Questions.
• A. Reproduce word for word the stretch of the broadband excerpt from "This is a complex" through "the web site.".
• B. According to the broadband excerpt, which city was the first to adopt the model known as the "Westminster Model"?
• C. Write the next part of the broadband excerpt, starting after its final sentence.

Extract to read.
It would cost our governments approximately $240 billion to put wire on every utility pole and underground conduit to cover every home and business (we ignore for the moment how one would handle the trunk wiring already installed by private carriers).  Spread over the fifteen years it would likely take, the cost per year would $16 billion, approximately 0.2% of the current government spending.  Our federal governments spends close to $400 billion for interest on the federal debt; the last administration added $30 billion to that figure all by itself. Our governments spend $181 billion on roads every year, most just to keep the ones we have in service.  As wire only, the maintenance costs for the trunk wiring would run around $600 million, approximately $0.38 per home per month.  We can afford it.

Any other alternative will come at the expense of one of the key requirements for broadband or competition in the marketplace, which, if we take our own laws seriously, would be against the law.

The plural here is vital.  Absent a federal mandate and public ownership of the trunk wiring, no other single business model will fit all circumstances.  (1) Of course the most common model today, with or without subsidies, is a private carrier alone in one of several shapes: legacy telephone companies, legacy cable television companies, cooperatives of electric utilities or small telephone companies, and new entrants just for broadband such as Google (terrestrial fiber-based) and SpaceX (Low Earth Orbit satellite system).  (2) The second most common model is a municipal utility, either standalone or within a municipal  electric utility.  Some twenty towns in western Massachusetts have adopted this model, but all had state funding and none had cable television companies within their borders.  (3) A third may be found in just two cities we know of that own the wire and contract with private parties for electronics and services.  They both expect to recover capital costs from network revenues.  (This is sometimes referred to as the “Westminster Model” after Westminster, MD, the first city to adopt this model.)  (4) Oddly enough, the model we propose for most towns in our region has no example we know of elsewhere in the country.  It is a variant on the Westminster Model: the municipality owns the trunk wiring and contracts with private parties for the rest, but pays for the trunk wiring through property taxes given that network revenues would likely not cover the costs and still keep the network affordable.

 This is a complex topic.  It is also tbe critical nexus between municipal needs and municipal funding to satisfy such needs should such funding require general obligations rather obligations that can be requited through network revenues.  We are not going to dilate on the details here.  They may be found in the general Plan segment of the web site.

Networks may be measured by “access” and by “adoption.”  The former refers to cables passing homes close enough to make a final connection just through drop wire from a pole or street-side termination to a home or business.  The latter refers to the homeowner actually ordering and paying for an Internet service.  As most of our homes are passed by a CATV coaxial cable, we must pay critical attention to the problems of adoption.  We may separate the problems of adoption into three types: (1) homes too far from the road for aerial drop-wire installation with owners unwilling to pay the outrageous fees charged by cable companies for undergrounding to their homes; (2) people who cannot afford the $60 or so monthly fee; and (3) people who just do not want to be bothered with Internet connections for one reason or another.  The issue for any community given that broadband is now a necessary utility is how to significantly improve the adoption of Internet access among the first and second categories.  Answers to each will involve subsidies, either from government funds or from over-charging those who subscribe already to compensate for undercharging others.

Dataset entries.
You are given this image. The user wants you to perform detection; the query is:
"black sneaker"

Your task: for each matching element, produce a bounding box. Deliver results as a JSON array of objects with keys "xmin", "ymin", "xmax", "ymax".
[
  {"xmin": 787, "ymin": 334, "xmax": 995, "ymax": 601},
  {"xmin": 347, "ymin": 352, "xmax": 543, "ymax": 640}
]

Answer set.
• A.
This is a complex topic.  It is also tbe critical nexus between municipal needs and municipal funding to satisfy such needs should such funding require general obligations rather obligations that can be requited through network revenues.  We are not going to dilate on the details here.  They may be found in the general Plan segment of the web site.

• B. Westminster, MD.

• C.
According to our survey of 2018, 35% of homes in our adopted region are not connected to a CATV network.  That is roughy 27,000 homes without broadband.  We know some are not connected because they are too far from the road and are unwilling to pay a CATV company what often seem like outrageous connection fees (which they are compared to the known costs of undergrounding cables from a pole to a home).  However, the town with the least percentage of connected homes is Torrington.  While Torrington has a large number of homes requiring undergrounding, the preponderance of homes opting out are likely doing so for financial reasons.

We hold that any necessary utility should be universal (accessible to everyone), affordable (even if subsidies are required to make it so), reliable (meaning both in the sense of up-time and performing to some minimal acceptable standard), and future proof (meaning requiring the least amount of future changes, updating, replacement, or maintenance costs consistent with acceptable original costs).  We believe that universal is best achieved by wiring every home to a new network regardless of distance from the road and building into the combination of subsidies and recurring revenues the costs incurred thereby.  This was the model adopted a century ago by telephone companies who charged the same rate for all users regardless of distance from a central office when the wire was the most expensive part of the network.  Wiring everyone during initial installation also saves around $250 per home for aerial wiring and $750 per home for underground wiring, the extra costs associated with truck rolls and on-site mobilization required for one-at-a-time installation.

Those on the sidelines for want of suitable income present a more difficult problem.  (1) Discoering who they are, compared to those who opt out for other reasons, requires house calls in some cases, phone calls at least, and just getting cell phone numbers (most will not have land-line phone service today) is far from trivial.  Privacy issues likely interfere with accessing the rolls of family and welfare agencies who know those on the economic margins by person and name.  (2) We have no common instrument yet for finding durable subsidies for broadband, as we have for school lunches, food stamps, housing subsidies, and Medicaid.  (3) When we do construct such a program, we then have the problem of convincing people who have little experience with the Internet that they need the Internet to function now in our society.  It is hard to see the social good arising from providing nothing more than less expensive video entertainment services to people.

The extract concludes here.